Direction: Please list every section heading in the text on budgeting for token costs.

Selected extract:
......

Pricing inputs and cached rates

Providers usually bill input and output at different rates, so the split matters. Enter prices per million tokens and, when available, a discounted cached input rate. Cache hit rate should reflect repeated prefixes such as policies, instructions, or shared conversation state. If caching is uncertain, model conservative and optimistic scenarios to bracket risk, then revisit after a week of production telemetry.

Throughput forecasting for budgets

Requests per day should be tied to product metrics: active users, sessions, and features that trigger calls. Use days in period to align with billing cycles and planned launches. For bursty workloads, consider using a higher daily average during peak campaigns. When you forecast growth, update both volume and token averages because prompt complexity often increases as capabilities expand.

Buffers, retries, and risk controls

Retry rate captures hidden cost from timeouts, rate limits, and user re-asks. Even a 2% retry rate becomes meaningful at scale. Token buffer protects you from variance in long documents, multilingual content, and atypical agent loops. Add a separate contingency margin for budgeting approvals; it supports procurement planning and avoids mid-quarter surprises when product usage shifts. Use dashboards to validate assumptions and catch drift after releases quickly.

......

Items:
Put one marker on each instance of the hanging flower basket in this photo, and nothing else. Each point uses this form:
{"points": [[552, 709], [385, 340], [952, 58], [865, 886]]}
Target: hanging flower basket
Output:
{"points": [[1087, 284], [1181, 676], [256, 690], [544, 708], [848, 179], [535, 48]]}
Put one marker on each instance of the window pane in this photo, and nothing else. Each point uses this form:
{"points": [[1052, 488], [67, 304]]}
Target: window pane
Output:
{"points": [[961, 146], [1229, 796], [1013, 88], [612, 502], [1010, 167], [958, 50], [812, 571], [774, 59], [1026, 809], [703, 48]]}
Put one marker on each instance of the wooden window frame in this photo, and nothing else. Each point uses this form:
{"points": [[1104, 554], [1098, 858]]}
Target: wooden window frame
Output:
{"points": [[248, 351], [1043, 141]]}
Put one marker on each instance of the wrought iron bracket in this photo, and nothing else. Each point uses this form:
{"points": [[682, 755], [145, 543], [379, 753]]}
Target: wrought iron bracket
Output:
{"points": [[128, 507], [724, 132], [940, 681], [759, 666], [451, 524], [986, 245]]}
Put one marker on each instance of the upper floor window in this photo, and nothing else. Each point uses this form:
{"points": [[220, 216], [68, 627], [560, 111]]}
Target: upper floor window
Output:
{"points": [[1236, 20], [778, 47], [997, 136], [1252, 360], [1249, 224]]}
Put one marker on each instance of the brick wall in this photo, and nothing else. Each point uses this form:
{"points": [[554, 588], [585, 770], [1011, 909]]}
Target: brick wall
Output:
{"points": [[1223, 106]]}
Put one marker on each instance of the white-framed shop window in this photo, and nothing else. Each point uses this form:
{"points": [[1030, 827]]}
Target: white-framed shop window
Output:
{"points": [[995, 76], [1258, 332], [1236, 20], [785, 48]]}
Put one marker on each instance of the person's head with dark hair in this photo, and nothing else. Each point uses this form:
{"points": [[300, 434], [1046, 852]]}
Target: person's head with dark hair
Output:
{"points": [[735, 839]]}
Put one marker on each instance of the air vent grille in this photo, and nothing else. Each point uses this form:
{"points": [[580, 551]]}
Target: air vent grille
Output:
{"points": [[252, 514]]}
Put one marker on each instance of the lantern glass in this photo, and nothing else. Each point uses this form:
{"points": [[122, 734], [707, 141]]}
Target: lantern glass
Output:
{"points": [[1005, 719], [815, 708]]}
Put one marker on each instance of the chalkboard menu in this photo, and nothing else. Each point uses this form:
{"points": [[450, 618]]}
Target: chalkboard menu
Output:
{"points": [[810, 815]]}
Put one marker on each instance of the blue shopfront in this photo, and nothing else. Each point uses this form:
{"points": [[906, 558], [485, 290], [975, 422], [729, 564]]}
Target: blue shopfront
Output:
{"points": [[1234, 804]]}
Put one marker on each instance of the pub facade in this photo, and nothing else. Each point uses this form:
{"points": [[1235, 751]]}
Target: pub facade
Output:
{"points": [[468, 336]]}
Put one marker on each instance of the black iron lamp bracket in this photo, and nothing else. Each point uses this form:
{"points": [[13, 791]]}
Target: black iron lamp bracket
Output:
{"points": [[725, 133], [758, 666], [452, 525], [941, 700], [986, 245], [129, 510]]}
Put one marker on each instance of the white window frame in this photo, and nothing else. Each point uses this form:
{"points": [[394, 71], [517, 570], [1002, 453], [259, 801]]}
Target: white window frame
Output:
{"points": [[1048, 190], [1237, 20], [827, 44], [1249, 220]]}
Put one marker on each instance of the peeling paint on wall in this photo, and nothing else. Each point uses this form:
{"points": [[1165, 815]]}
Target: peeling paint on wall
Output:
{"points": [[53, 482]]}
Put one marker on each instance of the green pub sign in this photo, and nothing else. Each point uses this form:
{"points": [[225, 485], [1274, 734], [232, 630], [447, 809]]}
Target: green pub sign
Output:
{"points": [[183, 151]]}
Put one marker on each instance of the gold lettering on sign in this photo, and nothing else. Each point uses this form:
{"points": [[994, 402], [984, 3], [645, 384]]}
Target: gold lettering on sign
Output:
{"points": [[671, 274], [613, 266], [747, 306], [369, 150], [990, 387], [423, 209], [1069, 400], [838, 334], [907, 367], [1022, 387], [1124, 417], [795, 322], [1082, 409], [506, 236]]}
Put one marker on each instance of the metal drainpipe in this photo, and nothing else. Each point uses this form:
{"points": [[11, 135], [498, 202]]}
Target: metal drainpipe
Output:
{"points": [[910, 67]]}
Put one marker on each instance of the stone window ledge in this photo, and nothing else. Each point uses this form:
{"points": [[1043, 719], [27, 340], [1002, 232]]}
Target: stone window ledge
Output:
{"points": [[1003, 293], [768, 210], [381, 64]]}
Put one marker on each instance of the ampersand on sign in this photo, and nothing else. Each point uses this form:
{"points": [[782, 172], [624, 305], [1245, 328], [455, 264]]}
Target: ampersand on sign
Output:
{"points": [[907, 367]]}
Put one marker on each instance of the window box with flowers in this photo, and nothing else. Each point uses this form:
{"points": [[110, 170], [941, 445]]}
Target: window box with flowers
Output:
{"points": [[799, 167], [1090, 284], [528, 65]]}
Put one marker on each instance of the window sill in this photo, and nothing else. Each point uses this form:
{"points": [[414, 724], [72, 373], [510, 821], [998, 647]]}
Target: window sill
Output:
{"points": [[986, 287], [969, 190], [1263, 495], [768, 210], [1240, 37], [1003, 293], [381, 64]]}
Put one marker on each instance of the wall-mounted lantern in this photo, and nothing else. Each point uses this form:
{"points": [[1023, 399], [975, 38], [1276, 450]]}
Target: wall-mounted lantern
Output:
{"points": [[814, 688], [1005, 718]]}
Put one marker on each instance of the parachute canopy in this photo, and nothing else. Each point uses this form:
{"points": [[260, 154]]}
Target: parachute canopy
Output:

......

Task solution:
Pricing inputs and cached rates
Throughput forecasting for budgets
Buffers, retries, and risk controls